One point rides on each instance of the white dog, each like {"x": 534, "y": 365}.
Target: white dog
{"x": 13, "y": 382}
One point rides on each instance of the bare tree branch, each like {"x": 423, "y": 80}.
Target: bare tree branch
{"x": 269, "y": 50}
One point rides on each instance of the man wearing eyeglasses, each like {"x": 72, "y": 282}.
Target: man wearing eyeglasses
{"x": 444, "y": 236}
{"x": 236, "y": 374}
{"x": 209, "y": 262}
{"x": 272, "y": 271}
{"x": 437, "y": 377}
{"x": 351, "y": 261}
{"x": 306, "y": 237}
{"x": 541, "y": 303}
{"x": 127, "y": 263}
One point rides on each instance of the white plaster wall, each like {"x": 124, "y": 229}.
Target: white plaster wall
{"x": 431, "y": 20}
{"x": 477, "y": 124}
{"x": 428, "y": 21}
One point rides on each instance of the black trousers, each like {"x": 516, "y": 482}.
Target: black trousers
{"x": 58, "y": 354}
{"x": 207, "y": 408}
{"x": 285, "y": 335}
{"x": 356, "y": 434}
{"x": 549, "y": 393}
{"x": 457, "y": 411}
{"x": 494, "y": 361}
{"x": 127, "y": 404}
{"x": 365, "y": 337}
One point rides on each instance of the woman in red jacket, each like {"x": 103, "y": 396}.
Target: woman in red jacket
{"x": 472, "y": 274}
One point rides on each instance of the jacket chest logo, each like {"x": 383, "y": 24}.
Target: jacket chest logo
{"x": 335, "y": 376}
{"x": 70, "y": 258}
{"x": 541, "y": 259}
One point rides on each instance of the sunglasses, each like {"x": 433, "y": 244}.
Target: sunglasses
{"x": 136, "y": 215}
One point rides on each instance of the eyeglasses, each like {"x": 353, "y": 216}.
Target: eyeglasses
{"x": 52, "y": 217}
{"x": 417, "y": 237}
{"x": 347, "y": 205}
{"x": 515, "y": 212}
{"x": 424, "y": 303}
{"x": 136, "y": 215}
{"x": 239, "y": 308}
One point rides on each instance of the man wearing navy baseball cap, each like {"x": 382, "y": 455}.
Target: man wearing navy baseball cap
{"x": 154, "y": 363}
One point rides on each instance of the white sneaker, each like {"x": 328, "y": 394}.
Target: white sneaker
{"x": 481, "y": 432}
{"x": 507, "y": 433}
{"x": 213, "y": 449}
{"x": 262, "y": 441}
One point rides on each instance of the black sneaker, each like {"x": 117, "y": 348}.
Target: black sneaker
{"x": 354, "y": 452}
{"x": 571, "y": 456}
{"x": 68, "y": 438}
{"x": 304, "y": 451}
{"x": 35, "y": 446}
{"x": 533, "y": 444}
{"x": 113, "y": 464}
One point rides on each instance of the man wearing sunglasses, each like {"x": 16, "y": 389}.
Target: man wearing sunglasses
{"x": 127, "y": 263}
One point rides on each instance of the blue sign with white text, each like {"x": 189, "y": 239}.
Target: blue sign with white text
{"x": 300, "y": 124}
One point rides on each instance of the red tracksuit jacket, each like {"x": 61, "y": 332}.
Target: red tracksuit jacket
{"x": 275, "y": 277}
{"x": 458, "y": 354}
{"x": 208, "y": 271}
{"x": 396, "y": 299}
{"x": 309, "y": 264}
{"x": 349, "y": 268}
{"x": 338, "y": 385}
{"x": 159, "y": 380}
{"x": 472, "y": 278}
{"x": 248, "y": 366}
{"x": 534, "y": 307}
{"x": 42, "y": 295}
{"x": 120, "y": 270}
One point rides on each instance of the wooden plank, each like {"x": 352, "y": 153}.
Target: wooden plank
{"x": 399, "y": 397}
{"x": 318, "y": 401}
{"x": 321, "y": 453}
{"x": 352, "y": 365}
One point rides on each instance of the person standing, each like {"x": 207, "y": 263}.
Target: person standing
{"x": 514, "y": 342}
══════════════════════════════
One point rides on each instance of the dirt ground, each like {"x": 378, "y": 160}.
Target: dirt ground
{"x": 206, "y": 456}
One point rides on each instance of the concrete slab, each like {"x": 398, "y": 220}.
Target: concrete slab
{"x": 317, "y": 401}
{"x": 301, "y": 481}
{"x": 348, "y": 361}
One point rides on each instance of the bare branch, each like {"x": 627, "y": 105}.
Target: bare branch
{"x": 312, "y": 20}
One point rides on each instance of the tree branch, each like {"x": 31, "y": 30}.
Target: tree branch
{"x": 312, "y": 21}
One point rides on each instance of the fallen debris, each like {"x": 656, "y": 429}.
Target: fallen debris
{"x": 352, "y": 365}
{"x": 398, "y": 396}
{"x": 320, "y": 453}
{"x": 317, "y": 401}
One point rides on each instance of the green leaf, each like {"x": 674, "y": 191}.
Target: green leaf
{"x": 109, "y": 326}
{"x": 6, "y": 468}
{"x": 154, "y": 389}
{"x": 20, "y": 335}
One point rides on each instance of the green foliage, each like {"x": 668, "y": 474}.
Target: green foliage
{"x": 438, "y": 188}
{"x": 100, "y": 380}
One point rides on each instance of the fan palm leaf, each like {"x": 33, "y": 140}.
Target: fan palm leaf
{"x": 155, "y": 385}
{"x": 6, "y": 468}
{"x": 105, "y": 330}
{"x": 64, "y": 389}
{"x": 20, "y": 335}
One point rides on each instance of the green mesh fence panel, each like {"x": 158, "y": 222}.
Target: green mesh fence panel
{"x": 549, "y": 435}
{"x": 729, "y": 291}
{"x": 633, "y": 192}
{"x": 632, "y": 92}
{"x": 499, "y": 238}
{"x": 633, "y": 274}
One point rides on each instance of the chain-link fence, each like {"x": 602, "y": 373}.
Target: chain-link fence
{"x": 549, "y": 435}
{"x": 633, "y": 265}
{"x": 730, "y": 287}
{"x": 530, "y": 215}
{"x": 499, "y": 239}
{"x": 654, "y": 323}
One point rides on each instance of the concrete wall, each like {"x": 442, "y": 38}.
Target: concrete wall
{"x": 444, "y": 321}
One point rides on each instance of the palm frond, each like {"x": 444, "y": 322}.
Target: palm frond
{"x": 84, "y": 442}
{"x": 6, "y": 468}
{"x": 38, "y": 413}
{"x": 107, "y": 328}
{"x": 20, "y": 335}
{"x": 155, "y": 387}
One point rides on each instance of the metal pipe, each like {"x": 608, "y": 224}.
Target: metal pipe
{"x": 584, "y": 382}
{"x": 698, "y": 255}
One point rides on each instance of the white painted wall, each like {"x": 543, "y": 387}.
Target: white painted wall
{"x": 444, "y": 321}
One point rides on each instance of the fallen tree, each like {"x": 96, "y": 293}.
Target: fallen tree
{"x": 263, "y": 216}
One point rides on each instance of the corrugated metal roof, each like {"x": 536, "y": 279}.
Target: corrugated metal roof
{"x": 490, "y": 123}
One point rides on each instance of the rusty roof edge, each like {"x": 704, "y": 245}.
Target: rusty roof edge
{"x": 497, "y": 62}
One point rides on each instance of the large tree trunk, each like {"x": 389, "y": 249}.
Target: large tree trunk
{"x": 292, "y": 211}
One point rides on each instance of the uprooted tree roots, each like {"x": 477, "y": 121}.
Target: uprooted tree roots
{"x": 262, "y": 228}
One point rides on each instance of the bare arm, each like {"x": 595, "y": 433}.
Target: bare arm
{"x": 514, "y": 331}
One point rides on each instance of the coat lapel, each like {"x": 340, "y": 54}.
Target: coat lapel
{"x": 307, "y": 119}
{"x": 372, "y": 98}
══════════════════════════════
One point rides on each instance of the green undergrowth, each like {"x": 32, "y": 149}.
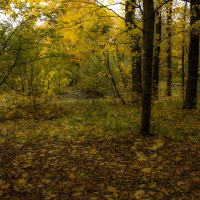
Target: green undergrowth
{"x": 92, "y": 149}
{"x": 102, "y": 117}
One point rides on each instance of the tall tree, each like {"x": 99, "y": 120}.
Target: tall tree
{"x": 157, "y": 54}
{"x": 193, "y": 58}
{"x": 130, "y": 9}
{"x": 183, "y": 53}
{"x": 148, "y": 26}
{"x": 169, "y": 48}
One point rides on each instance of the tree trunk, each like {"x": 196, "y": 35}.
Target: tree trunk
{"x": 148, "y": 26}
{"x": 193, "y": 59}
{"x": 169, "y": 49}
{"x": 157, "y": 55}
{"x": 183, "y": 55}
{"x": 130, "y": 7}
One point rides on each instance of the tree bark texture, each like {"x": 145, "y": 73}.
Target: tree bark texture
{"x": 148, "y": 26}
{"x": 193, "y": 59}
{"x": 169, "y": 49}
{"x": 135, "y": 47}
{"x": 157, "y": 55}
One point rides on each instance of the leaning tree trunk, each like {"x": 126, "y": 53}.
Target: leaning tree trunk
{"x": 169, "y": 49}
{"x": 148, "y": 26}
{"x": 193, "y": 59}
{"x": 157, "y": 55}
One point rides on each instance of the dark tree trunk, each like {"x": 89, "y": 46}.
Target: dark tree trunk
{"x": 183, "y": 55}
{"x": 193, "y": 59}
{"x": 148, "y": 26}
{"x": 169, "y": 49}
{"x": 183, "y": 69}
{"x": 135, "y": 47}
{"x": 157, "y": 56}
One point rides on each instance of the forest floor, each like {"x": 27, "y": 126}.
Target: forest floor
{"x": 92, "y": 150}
══════════════════════════════
> **INSTRUCTION**
Gather every row above that contains the word "plaster". Case counts.

> **TASK ANSWER**
One point rides on each instance of the white plaster wall, each like {"x": 124, "y": 229}.
Target: white plaster wall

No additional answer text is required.